* Document text:
•••••
25 lies the world tells to our children.

4:14 PM


There are many things that the culture we live in, tries to tell us.  Here are a few:

1. If you've got it, flaunt it.
2. "Less is more" only applies to clothing.
3. Seduction is power.
4. Revealing is appealing.
5. Submission is objectifying, degrading and humiliating.
6. Respect is overrated.
7. Obedience is naieve.
8. Belief is subjective.
9. Nothing is absolute.
10. Darkness is light.
11. The only un-changing truth is that there are no un-changing truths.
12. Look out for yourself first.
13. Pursue happiness, wealth, sex and success at the expense of others.
14. Trust no one.
15. Break the rules.
16. Tolerance means agreement.
17. Do whatever feels good.
18. Promises aren't necessarily meant to be kept.
19. Temptation is meant to give in to.
20. If you want it, make it yours.
21. It's only a little white lie.
22. If you don't get caught, it's o.k.
23. Money can buy you happiness.
24. Follow your heart.
25. Love never lasts.

   And to be honest, wading upstream in a culture of self-centeredness can be overwhelming for any one person, but for parents?  It's nearly defeating.

   I think of my two precious daughters and I wilt.  Two fresh, new, young souls that are observing and learning and absorbing and mimicking at the speed of life, and soaking up everything around them like a thirsty sponge plunged underneath the water.  I can't remove them from our culture.  I have seen people try to do that, and it usually does more damage than good, in my opinion.

   No, we're here, and we're here for better or for worse.  We're a part of this world, and though it be a dark place, I only hope that they will choose to be a shining light.  But it's scary.  Terrifying, really, to raise daughters in a culture that tells them that morals and values are demeaning and laughable.  It's scary raising children in a culture that tells them that being tolerant and truly loving their neighbor really just means to agree with/condone everything, whether you believe it or not.

   Sometimes I'm not sure I know how to approach it all.  I do not believe in the tactic of removing my family completely from culture, from the world and the environment in which we live, and sequestering them in an isolated, protected space.  Neither do I believe it is safe or wise to plunge my family knee-deep into culture, soaking up bits and pieces of all that is has to offer as a form of nutrition as they grow and thrive.
•••••
Repeat the passage from the essay on lies told to children, starting at "11. The only" and ending at "little white lie.". The records that come next have no connection to the text above.

* Saved data entries:
•••••
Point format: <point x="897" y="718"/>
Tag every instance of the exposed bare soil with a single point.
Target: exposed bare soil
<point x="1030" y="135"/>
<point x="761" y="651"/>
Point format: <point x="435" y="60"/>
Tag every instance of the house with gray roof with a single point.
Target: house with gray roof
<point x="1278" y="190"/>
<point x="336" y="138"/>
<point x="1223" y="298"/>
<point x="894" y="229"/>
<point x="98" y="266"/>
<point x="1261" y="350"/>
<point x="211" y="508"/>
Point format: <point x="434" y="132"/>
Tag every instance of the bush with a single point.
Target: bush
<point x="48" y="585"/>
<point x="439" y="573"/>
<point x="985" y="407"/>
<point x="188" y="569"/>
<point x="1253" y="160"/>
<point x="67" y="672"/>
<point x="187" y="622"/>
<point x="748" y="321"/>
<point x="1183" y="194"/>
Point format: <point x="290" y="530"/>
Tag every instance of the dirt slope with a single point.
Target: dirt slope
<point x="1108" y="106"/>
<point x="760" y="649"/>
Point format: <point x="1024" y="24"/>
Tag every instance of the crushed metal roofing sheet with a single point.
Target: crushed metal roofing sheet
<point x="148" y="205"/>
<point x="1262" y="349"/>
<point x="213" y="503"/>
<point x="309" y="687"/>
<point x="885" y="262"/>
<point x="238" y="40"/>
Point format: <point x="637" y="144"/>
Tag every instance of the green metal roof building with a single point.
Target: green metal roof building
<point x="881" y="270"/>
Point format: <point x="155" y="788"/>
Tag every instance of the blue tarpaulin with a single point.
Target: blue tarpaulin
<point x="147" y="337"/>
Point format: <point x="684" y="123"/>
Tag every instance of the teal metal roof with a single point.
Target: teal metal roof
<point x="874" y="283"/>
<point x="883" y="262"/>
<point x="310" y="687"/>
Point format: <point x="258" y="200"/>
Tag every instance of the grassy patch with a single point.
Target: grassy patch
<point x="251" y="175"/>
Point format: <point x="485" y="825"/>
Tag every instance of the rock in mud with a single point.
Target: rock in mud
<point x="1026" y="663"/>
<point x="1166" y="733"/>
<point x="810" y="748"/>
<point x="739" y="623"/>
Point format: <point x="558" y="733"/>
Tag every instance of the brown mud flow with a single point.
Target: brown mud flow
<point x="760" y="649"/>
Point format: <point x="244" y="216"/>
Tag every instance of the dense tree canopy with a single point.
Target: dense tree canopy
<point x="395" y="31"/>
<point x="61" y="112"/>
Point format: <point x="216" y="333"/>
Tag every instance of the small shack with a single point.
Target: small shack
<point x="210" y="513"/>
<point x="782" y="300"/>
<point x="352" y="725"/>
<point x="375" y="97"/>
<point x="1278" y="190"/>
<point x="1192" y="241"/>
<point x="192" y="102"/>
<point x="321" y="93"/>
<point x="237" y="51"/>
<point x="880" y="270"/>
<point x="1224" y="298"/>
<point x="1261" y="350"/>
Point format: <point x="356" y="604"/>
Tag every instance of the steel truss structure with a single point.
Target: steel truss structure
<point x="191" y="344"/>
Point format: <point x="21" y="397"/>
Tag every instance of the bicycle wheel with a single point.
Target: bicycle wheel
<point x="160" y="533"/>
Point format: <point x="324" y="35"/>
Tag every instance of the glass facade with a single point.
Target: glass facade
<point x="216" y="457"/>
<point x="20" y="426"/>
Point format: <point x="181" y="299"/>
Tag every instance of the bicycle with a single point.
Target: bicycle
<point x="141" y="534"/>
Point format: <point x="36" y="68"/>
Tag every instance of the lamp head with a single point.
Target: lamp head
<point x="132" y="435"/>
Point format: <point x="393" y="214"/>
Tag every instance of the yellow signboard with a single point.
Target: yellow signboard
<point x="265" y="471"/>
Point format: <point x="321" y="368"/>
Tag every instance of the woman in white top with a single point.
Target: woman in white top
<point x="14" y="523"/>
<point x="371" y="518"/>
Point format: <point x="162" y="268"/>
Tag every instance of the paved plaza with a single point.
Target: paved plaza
•••••
* Right answer:
11. The only un-changing truth is that there are no un-changing truths.
12. Look out for yourself first.
13. Pursue happiness, wealth, sex and success at the expense of others.
14. Trust no one.
15. Break the rules.
16. Tolerance means agreement.
17. Do whatever feels good.
18. Promises aren't necessarily meant to be kept.
19. Temptation is meant to give in to.
20. If you want it, make it yours.
21. It's only a little white lie.